Task to carry out: Collect each line from the listing below that contains the word "tower", copying every such line in full.

Working data:
·····

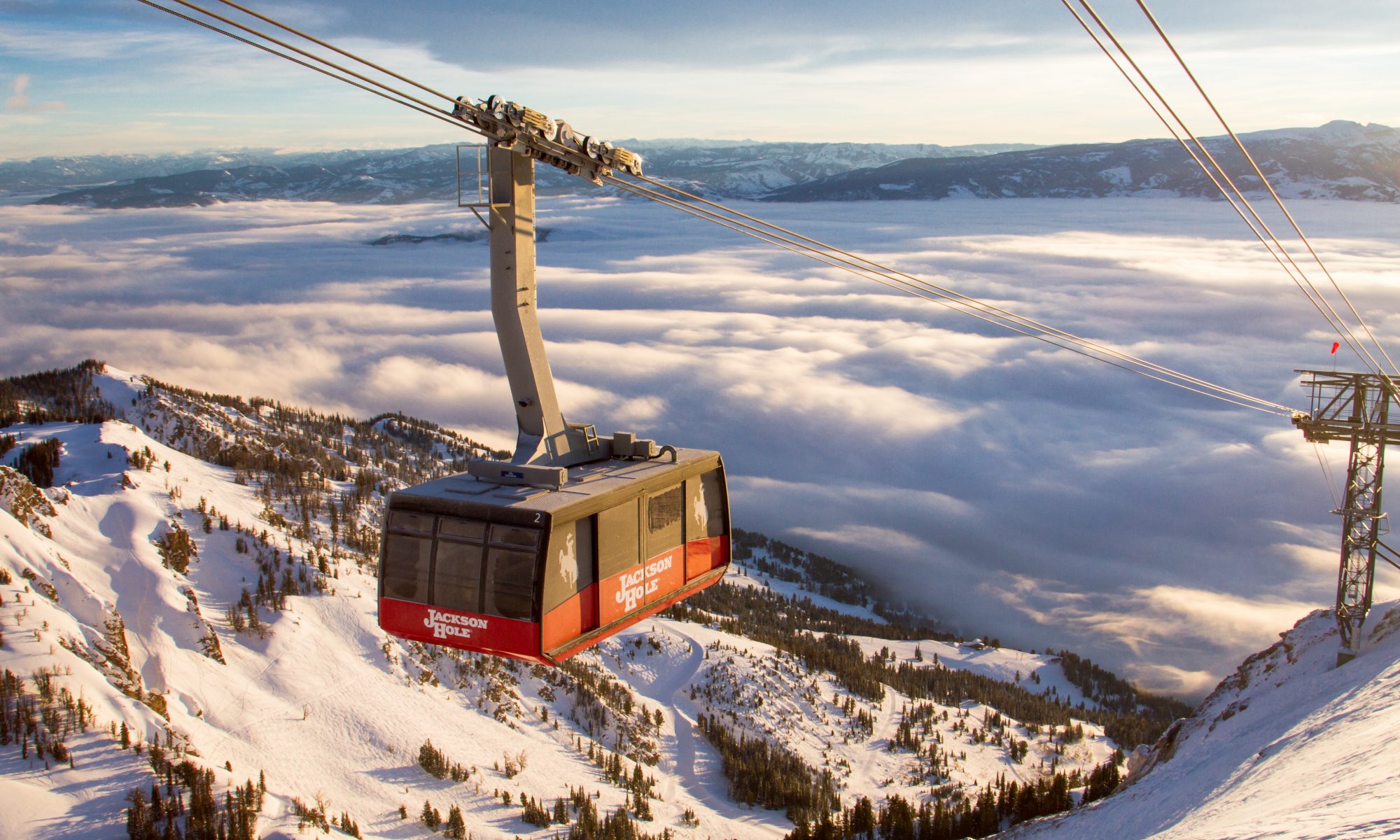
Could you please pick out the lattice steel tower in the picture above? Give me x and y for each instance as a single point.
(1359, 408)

·····

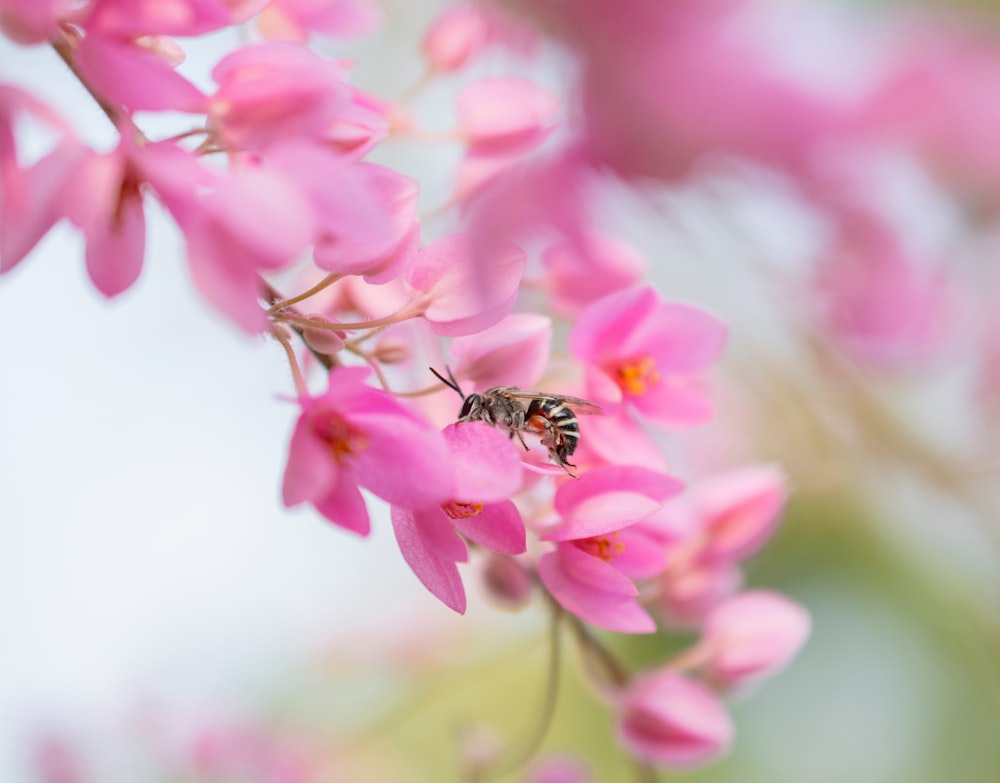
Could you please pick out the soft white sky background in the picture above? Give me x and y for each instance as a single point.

·····

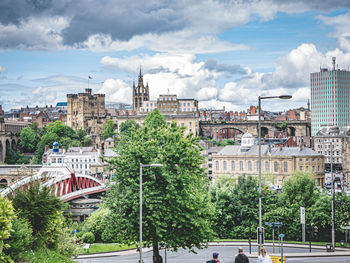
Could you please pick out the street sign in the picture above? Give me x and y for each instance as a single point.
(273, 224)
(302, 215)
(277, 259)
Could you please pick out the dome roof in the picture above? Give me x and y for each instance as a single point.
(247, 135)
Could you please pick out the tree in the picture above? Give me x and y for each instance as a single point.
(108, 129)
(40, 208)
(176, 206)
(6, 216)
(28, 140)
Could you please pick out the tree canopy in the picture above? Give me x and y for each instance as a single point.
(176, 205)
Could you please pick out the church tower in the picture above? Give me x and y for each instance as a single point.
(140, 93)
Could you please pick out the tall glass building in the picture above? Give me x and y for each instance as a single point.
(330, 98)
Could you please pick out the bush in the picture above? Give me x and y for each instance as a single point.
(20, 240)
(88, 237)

·····

Answer for the task:
Could you please pick out the lattice steel tower in the picture above? Give me x and y for each instance as a single point.
Could you please pick out the church tower in the picture above? Give me x and y for each instance as a single point.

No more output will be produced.